Short problem:
Transcribe each line exactly.

Region annotation items:
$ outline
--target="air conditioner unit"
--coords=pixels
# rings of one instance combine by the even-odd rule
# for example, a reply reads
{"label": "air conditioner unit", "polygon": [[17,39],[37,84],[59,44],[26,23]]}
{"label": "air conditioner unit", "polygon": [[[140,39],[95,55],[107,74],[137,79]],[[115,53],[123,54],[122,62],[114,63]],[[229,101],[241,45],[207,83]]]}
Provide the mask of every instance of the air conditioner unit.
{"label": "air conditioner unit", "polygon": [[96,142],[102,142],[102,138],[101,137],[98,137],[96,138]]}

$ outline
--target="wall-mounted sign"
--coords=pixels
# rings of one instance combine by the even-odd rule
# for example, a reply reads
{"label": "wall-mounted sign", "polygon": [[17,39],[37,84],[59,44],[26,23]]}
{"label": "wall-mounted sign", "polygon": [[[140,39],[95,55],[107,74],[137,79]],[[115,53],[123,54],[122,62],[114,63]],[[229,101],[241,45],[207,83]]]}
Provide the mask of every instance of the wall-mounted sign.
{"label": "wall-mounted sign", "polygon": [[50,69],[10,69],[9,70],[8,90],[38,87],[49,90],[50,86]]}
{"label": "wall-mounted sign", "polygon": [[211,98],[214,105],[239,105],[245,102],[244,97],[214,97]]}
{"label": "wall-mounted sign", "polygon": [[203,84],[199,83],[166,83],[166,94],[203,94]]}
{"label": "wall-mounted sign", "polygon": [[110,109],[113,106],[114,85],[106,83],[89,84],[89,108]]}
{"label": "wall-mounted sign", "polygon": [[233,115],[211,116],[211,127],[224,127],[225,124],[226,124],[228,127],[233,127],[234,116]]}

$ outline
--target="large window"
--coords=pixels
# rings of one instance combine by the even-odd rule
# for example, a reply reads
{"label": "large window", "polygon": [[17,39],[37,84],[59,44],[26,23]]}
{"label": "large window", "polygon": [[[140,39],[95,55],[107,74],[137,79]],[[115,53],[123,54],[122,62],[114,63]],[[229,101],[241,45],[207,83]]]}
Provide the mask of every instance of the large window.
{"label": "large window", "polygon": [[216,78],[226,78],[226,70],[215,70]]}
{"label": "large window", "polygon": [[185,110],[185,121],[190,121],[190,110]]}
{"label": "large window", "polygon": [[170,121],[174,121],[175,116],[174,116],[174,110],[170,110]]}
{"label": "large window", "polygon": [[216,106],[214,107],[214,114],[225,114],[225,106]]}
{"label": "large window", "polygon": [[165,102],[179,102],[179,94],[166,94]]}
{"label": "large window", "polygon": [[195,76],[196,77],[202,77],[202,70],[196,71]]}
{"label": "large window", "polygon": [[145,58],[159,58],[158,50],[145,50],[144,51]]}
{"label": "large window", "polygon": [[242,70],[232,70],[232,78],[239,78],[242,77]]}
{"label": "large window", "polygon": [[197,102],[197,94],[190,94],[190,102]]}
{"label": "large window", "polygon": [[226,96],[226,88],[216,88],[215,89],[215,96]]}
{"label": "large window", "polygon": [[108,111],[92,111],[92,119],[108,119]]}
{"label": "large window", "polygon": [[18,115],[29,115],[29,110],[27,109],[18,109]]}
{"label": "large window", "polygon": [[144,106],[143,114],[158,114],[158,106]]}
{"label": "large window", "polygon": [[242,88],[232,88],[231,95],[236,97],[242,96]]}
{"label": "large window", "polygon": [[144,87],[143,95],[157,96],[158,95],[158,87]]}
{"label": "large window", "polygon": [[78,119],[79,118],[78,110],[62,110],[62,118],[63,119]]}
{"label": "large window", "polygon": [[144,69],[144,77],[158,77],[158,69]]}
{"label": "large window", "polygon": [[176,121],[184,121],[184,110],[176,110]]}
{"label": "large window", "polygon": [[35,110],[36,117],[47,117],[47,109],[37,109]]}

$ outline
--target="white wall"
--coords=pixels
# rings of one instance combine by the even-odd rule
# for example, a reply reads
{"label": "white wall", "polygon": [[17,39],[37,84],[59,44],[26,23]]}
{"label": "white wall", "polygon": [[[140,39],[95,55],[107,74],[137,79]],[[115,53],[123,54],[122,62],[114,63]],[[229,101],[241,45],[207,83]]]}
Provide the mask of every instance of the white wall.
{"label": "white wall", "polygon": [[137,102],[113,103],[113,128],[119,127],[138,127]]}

Solution below:
$ outline
--target="air conditioner unit"
--coords=pixels
# rings of one instance combine by the even-odd rule
# for example, a reply reads
{"label": "air conditioner unit", "polygon": [[17,39],[37,84],[59,44],[26,23]]}
{"label": "air conditioner unit", "polygon": [[[140,39],[95,55],[107,74],[137,79]],[[115,53],[123,54],[122,62],[114,63]],[[229,101],[241,45],[207,83]]]}
Provide the mask of every instance of the air conditioner unit.
{"label": "air conditioner unit", "polygon": [[96,142],[102,142],[102,138],[101,137],[98,137],[96,138]]}

$ outline
--target="wall-mounted sign"
--coords=pixels
# rings of one instance combine by the even-odd rule
# for example, a reply reads
{"label": "wall-mounted sign", "polygon": [[17,39],[37,84],[59,44],[26,23]]}
{"label": "wall-mounted sign", "polygon": [[[140,39],[95,55],[107,74],[137,79]],[[115,53],[123,54],[122,62],[114,63]],[[229,101],[241,45],[207,83]]]}
Provide the mask of every instance of the wall-mounted sign.
{"label": "wall-mounted sign", "polygon": [[50,69],[10,69],[9,70],[8,90],[38,87],[49,90],[50,86]]}
{"label": "wall-mounted sign", "polygon": [[211,98],[214,105],[239,105],[245,102],[244,97],[214,97]]}
{"label": "wall-mounted sign", "polygon": [[203,84],[199,83],[166,83],[166,94],[203,94]]}
{"label": "wall-mounted sign", "polygon": [[110,109],[113,106],[114,85],[106,83],[89,84],[89,108]]}
{"label": "wall-mounted sign", "polygon": [[233,115],[211,116],[211,127],[224,127],[225,124],[226,124],[228,127],[233,127],[234,116]]}

$ outline
--target="large window"
--coords=pixels
# rings of one instance combine by the even-odd rule
# for example, a reply reads
{"label": "large window", "polygon": [[17,39],[37,84],[59,44],[26,23]]}
{"label": "large window", "polygon": [[[140,39],[95,55],[107,74],[137,79]],[[115,53],[123,54],[122,62],[114,63]],[[229,101],[241,45],[207,83]]]}
Provide the mask of every instance of the large window.
{"label": "large window", "polygon": [[216,78],[226,78],[226,70],[215,70]]}
{"label": "large window", "polygon": [[185,110],[185,121],[190,121],[190,110]]}
{"label": "large window", "polygon": [[170,121],[174,121],[175,116],[174,116],[174,110],[170,110]]}
{"label": "large window", "polygon": [[216,106],[214,107],[214,114],[225,114],[225,106]]}
{"label": "large window", "polygon": [[165,102],[179,102],[179,94],[166,94]]}
{"label": "large window", "polygon": [[195,76],[196,77],[202,77],[202,70],[196,71]]}
{"label": "large window", "polygon": [[145,58],[159,58],[158,50],[145,50],[144,51]]}
{"label": "large window", "polygon": [[242,70],[232,70],[232,78],[239,78],[242,77]]}
{"label": "large window", "polygon": [[197,102],[197,94],[190,94],[190,102]]}
{"label": "large window", "polygon": [[226,96],[226,88],[216,88],[215,89],[215,96]]}
{"label": "large window", "polygon": [[108,111],[92,111],[92,119],[108,119]]}
{"label": "large window", "polygon": [[18,115],[29,115],[29,110],[27,109],[18,109]]}
{"label": "large window", "polygon": [[144,106],[143,114],[158,114],[158,106]]}
{"label": "large window", "polygon": [[242,88],[232,88],[231,95],[236,97],[242,96]]}
{"label": "large window", "polygon": [[144,87],[143,95],[157,96],[158,95],[158,87]]}
{"label": "large window", "polygon": [[78,119],[79,118],[78,110],[62,110],[62,118],[63,119]]}
{"label": "large window", "polygon": [[144,69],[144,77],[158,77],[158,69]]}
{"label": "large window", "polygon": [[176,121],[184,121],[184,110],[176,110]]}
{"label": "large window", "polygon": [[35,110],[36,117],[47,117],[47,109],[37,109]]}

$ outline
--target="white wall"
--coords=pixels
# rings of one instance combine by the even-odd rule
# for example, a reply reads
{"label": "white wall", "polygon": [[17,39],[37,84],[59,44],[26,23]]}
{"label": "white wall", "polygon": [[[140,39],[95,55],[107,74],[137,79]],[[115,53],[123,54],[122,62],[114,63]],[[229,101],[241,45],[207,83]]]}
Provide the mask of every instance of the white wall.
{"label": "white wall", "polygon": [[137,102],[113,103],[113,128],[119,127],[138,127]]}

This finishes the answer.